■ WRITTEN REQUEST
Reproduce every line of the material below verbatim, omitting the pictures from your answer.

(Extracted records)
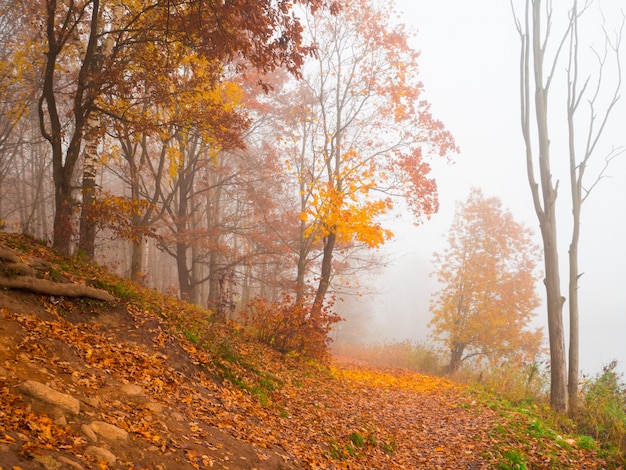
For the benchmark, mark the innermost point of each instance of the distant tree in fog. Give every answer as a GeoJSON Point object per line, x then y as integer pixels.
{"type": "Point", "coordinates": [488, 275]}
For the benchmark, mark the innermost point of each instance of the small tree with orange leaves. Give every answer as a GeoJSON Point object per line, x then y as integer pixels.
{"type": "Point", "coordinates": [488, 275]}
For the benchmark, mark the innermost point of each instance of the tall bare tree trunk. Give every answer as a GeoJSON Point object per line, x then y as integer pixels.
{"type": "Point", "coordinates": [88, 214]}
{"type": "Point", "coordinates": [544, 194]}
{"type": "Point", "coordinates": [324, 282]}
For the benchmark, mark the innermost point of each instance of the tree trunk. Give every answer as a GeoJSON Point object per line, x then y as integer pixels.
{"type": "Point", "coordinates": [456, 354]}
{"type": "Point", "coordinates": [544, 194]}
{"type": "Point", "coordinates": [88, 215]}
{"type": "Point", "coordinates": [136, 261]}
{"type": "Point", "coordinates": [322, 288]}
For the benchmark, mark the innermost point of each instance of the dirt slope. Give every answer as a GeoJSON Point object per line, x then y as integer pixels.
{"type": "Point", "coordinates": [88, 383]}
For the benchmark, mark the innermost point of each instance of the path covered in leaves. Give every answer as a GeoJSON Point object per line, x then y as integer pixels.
{"type": "Point", "coordinates": [232, 403]}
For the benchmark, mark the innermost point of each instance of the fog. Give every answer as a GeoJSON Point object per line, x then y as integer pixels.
{"type": "Point", "coordinates": [469, 66]}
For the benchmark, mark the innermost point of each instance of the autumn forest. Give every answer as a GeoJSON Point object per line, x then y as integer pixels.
{"type": "Point", "coordinates": [242, 156]}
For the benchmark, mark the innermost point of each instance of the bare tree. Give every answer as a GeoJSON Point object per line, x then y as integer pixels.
{"type": "Point", "coordinates": [593, 126]}
{"type": "Point", "coordinates": [537, 73]}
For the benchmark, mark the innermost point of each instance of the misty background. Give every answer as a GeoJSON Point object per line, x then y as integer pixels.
{"type": "Point", "coordinates": [470, 68]}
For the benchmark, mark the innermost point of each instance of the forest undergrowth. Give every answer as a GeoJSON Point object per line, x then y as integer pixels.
{"type": "Point", "coordinates": [213, 396]}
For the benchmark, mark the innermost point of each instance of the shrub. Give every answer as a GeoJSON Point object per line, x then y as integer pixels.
{"type": "Point", "coordinates": [602, 412]}
{"type": "Point", "coordinates": [289, 327]}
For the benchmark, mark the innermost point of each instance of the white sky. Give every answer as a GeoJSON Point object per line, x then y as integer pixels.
{"type": "Point", "coordinates": [469, 66]}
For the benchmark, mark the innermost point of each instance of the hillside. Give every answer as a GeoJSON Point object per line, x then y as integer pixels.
{"type": "Point", "coordinates": [144, 382]}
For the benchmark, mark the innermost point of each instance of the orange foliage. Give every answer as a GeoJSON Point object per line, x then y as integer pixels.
{"type": "Point", "coordinates": [288, 327]}
{"type": "Point", "coordinates": [488, 276]}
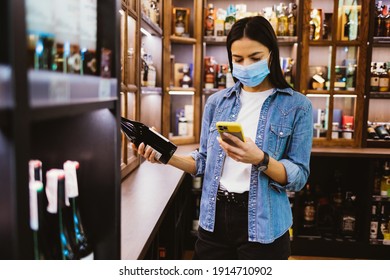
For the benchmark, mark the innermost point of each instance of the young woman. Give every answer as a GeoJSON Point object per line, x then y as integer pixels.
{"type": "Point", "coordinates": [245, 212]}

■ OUTPUT FOR THIS EXERCISE
For the benchmark, mark the innermost point of each instance of the distant tree in fog. Give every answer as a GeoJSON Point object per line, x then y as integer pixels.
{"type": "Point", "coordinates": [488, 275]}
For the benchmark, mark the innermost point of each instance of the small tree with orange leaves. Give every answer as a GeoJSON Point object per line, x then y as integer pixels.
{"type": "Point", "coordinates": [488, 275]}
For the benchmark, mark the innermost point of each instance of the tall bare tree trunk. Give every answer as a GeoJSON Point object per line, x then y as integer pixels.
{"type": "Point", "coordinates": [88, 214]}
{"type": "Point", "coordinates": [544, 194]}
{"type": "Point", "coordinates": [324, 282]}
For the benchmark, mark the innermost point of each instance of the tree trunk. Give every answer as a GeoJSON Point object per line, x then y as integer pixels.
{"type": "Point", "coordinates": [456, 354]}
{"type": "Point", "coordinates": [544, 194]}
{"type": "Point", "coordinates": [88, 215]}
{"type": "Point", "coordinates": [136, 261]}
{"type": "Point", "coordinates": [322, 288]}
For the benchmark, mark the innermost point of each instance of the dirt slope. Give every answer as a GeoJSON Point object per line, x then y as integer pixels.
{"type": "Point", "coordinates": [88, 383]}
For the benchmark, mark the innermost point of each instance of the path covered in leaves. Give every answer as a GeoJSON Point object per line, x then y as integer pixels.
{"type": "Point", "coordinates": [232, 403]}
For the benchmark, mark the innermost point of each instance of the fog. Give every answer as a GeoJSON Point object per line, x then y as integer pixels.
{"type": "Point", "coordinates": [469, 66]}
For the benchmark, mark the innermost point of each instance of the autumn forest. Give every answer as a GeoJSON Point object per line, x then y as integer pixels.
{"type": "Point", "coordinates": [242, 156]}
For the benchmark, mark the innermost point of each instance of the bare tree. Give every answer as a GeoJSON Point object per line, x then y as integer pixels.
{"type": "Point", "coordinates": [593, 126]}
{"type": "Point", "coordinates": [537, 73]}
For the benchmark, mark the innermost point of each instance of the misty background. Give every answer as a GeoJSON Point object per line, x then y as integer pixels.
{"type": "Point", "coordinates": [470, 68]}
For the benchmark, mark the innermost point of each instance of the forest undergrowth. Give every answer as a GeoJSON Point object per line, x then y as integer pixels.
{"type": "Point", "coordinates": [213, 396]}
For the benchmark, mark the innermost point of each instance of the shrub. Give every answer as a GeoJSON Point object per line, x then y as integer pixels.
{"type": "Point", "coordinates": [602, 412]}
{"type": "Point", "coordinates": [289, 327]}
For the benchmark, mark the innermost point of each instance of the white sky. Give every answer as a GeoJSON Point object per line, x then y as integer pixels.
{"type": "Point", "coordinates": [469, 66]}
For the benchmark, mark the innermost point of each instance of the hillside. Give every answer as a GeoJSON Point object per line, x then y as integer pixels.
{"type": "Point", "coordinates": [144, 382]}
For the benchmark, mark the innermost point of each instance of the orange foliage. Give every answer as a GeoJSON Point object per line, x then y as integer pixels.
{"type": "Point", "coordinates": [288, 327]}
{"type": "Point", "coordinates": [488, 276]}
For the benchmark, mark the innermost point of each instance of the young woman. Give every answer as a GeoJSON Point object per line, x then y as integer pixels.
{"type": "Point", "coordinates": [245, 212]}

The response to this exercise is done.